Try it: Your task is to return all of the records exactly, minus any images.

Records supplied Start Marker

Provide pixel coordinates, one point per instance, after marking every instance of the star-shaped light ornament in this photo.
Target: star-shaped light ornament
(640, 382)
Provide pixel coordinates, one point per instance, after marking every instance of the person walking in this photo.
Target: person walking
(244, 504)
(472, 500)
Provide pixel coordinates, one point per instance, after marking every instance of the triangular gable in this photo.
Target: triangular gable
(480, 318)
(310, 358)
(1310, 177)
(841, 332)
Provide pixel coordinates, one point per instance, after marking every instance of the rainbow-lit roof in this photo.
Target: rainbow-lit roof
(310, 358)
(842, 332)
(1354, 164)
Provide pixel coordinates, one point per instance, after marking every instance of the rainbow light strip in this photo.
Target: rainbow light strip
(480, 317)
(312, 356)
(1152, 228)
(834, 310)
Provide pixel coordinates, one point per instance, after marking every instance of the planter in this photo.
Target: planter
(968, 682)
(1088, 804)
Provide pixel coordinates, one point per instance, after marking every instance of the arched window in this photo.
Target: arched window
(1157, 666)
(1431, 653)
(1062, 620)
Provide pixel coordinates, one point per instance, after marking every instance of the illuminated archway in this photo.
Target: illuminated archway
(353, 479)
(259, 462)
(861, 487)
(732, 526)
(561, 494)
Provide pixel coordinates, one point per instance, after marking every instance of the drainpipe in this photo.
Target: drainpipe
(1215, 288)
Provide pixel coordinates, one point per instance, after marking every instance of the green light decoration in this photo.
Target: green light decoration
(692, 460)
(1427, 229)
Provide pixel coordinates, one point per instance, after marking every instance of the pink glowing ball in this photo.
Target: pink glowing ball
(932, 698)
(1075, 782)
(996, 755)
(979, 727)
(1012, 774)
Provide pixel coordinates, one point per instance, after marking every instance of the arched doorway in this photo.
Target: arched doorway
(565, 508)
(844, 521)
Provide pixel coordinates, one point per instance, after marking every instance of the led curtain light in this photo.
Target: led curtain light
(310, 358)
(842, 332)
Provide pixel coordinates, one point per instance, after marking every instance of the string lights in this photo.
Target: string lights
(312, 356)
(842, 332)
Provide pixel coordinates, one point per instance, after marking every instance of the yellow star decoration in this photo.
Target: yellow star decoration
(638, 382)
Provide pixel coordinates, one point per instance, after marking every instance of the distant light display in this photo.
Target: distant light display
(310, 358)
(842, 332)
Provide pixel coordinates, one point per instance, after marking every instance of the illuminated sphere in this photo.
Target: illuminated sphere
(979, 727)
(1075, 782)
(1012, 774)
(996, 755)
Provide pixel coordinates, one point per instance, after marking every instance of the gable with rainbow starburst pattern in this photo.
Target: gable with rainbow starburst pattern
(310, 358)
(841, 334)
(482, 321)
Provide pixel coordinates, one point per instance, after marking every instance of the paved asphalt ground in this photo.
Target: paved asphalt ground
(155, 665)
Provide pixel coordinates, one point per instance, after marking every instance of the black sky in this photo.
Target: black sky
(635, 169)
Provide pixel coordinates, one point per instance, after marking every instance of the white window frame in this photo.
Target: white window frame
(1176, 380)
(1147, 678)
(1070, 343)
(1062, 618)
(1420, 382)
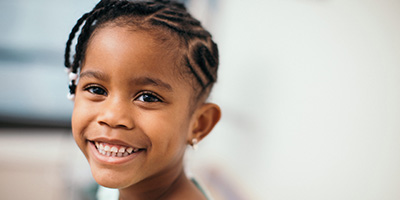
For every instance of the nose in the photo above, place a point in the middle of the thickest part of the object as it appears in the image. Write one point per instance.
(115, 113)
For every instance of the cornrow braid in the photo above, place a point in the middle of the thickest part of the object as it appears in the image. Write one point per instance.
(200, 52)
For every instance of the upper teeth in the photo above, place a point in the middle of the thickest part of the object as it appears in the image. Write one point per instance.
(112, 150)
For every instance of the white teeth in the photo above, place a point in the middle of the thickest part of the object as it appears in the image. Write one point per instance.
(114, 149)
(129, 149)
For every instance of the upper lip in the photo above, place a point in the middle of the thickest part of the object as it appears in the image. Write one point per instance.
(112, 141)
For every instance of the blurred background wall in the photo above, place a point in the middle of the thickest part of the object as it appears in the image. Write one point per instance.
(310, 93)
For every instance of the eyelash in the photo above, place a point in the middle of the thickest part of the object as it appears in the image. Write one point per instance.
(155, 98)
(90, 88)
(149, 95)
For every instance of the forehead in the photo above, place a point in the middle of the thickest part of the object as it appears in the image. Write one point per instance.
(132, 52)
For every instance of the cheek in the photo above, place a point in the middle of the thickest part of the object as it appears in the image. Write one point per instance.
(167, 130)
(81, 117)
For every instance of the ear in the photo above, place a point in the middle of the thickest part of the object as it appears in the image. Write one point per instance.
(204, 119)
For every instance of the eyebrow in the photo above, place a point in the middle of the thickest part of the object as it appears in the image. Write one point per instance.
(94, 74)
(142, 81)
(151, 81)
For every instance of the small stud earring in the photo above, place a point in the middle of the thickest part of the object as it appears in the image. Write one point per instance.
(71, 96)
(194, 144)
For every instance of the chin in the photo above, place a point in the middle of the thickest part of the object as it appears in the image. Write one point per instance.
(111, 178)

Records supplied End Marker

Your response:
Provide pixel coordinates, one point per instance, after marking every instance of the star-shaped light ornament in this photo.
Target: star-shaped light ornament
(640, 382)
Provide pixel coordinates, one point per instance, after marking every instance of the person walking in this photo.
Target: person walking
(244, 504)
(472, 500)
Provide pixel coordinates, one point per instance, after marking every instance of the triangular gable in this photo.
Target: triangular gable
(480, 318)
(310, 358)
(1310, 177)
(841, 332)
Provide pixel coordinates, one point per instance, after marking every instance of the rainbow-lit roof in this photo.
Target: rainbow-lit roof
(310, 358)
(842, 332)
(1354, 164)
Provide pixel coordinates, one point per instance, after marking every instance of the rainbow light strip in this photo.
Target: rainbow light strip
(480, 317)
(312, 356)
(1152, 228)
(834, 310)
Provide pixel coordinates, one point per instance, after marking every instance of the planter in this photo.
Target: planter
(968, 682)
(1088, 804)
Provide pixel coordinates, one point per instance, after marking every instance of the arched window in this photo.
Target: arched window
(1157, 666)
(1431, 653)
(1062, 620)
Provide pixel coordinates, one point per instance, after marking every instance of the illuminated archway in this photo.
Target: illuminated archway
(353, 479)
(259, 462)
(861, 487)
(732, 526)
(561, 494)
Provide pixel coordinates, one point per instance, after marking every instance of the drainpipe in this photo.
Target: drainpipe
(1215, 288)
Provide pixel coordinates, one point per instance, after marking every instance of the green light decoration in this photo.
Target: green light decoration
(692, 460)
(1427, 229)
Provide pixel coordinates, one point per instance, after marking every instance of the pink glowing ball in this photo.
Target: pink glowing ball
(932, 698)
(1075, 782)
(996, 755)
(979, 727)
(1012, 774)
Provide pixel coordinates, one point per instance, after marking every instance of the arched doorway in this photo.
Target: arched doorway
(565, 508)
(844, 521)
Provide pixel coordinates, one point per instance, after marking every instance of the led curtain light in this photo.
Target: led curtain light
(310, 358)
(842, 332)
Provide pixel coordinates, one point per instance, after marking every instance of the string lights in this photo.
Target: string lights
(312, 356)
(842, 332)
Provide pixel coordinates, one point per instance, after marking every instance of the yellow star decoration in this photo.
Target: yellow star decoration
(638, 382)
Provide pixel coordinates, one point per instance, after marking every instance of the distant light display in this photo.
Target: distant light display
(310, 358)
(842, 332)
Provide pixel coordinates, one point per instance, after marking every instance of the illuminated sphere in this photo.
Target: illuminated sphere
(979, 727)
(1075, 782)
(1012, 774)
(996, 755)
Provide pixel coordinates, one point per instance, after marking every instance of the gable with rainbow starburst pattern in this photo.
Target: gable with rainbow starburst pattern
(310, 358)
(841, 334)
(482, 321)
Provide pixel coordinates, one point per instance, after marking every instance of the paved asphalt ground in this photo.
Target: paved asphalt ground
(155, 665)
Provide pixel coordinates, one point per instance, after marking every instance of the black sky in this photo.
Target: black sky
(635, 169)
Provide pixel coordinates, one point per instance, after marking every instance of the white window frame in this photo.
Target: white window frame
(1176, 380)
(1147, 678)
(1070, 343)
(1062, 618)
(1420, 382)
For every instance of the nose in the photo above, place a point in the middle of the thickest part of the object as it appears in the image. Write one point per instance.
(115, 113)
For every instance of the cornrow braid in the photo above, place a point in the middle of the thickest part of the object as it appears in the image. Write one point per instance.
(200, 52)
For every instance of the upper teeth in the photo above, place a point in the middle of the thickest part of the object as it appears in the image. Write one point per instance.
(112, 150)
For every instance of the white teeth in the photo above, place a point in the middle of the thickest part of the object as it appears in the image. Write one point per instance.
(114, 149)
(129, 149)
For every instance of the upper lip in the photo above, place a point in the middle of the thickest part of the object as it appears in the image. Write one point per instance.
(112, 141)
For every instance of the blurred background wall in the photo above, place a point in the middle of the thickest part of the object as it appears in the image. Write one point per instance.
(310, 93)
For every instance of the eyelash in the photo above, place a point in the middle of the thickest part of the object as it appears in the image. Write one point per instance.
(155, 98)
(90, 88)
(149, 95)
For every instance of the forehead in the photo above, place a point in the middle of the thickest part of the object as it appears in the image. Write one point per instance.
(132, 52)
For every instance of the cheek in the photo above, place a point in the middle of the thickest part of the object as it appears in the image. Write one point per instance.
(167, 130)
(81, 117)
For every instance of the ear in the photo above, place a point in the middle of the thickest part of the object as it appears in the image. Write one point per instance.
(204, 119)
For every instance of the eyebrow in the photo above, place a point in the middle of the thickest part of the object as it appears in the image. Write one point per instance.
(94, 74)
(142, 81)
(151, 81)
For every instance of the small stud earring in the photo above, place a point in the middle of the thickest part of the object as it appears in the image. Write one point per instance.
(71, 96)
(194, 144)
For every instance of the chin in the photo above, place a point in the middle of the thickest part of the object as it appears in the image. Write one point per instance.
(111, 178)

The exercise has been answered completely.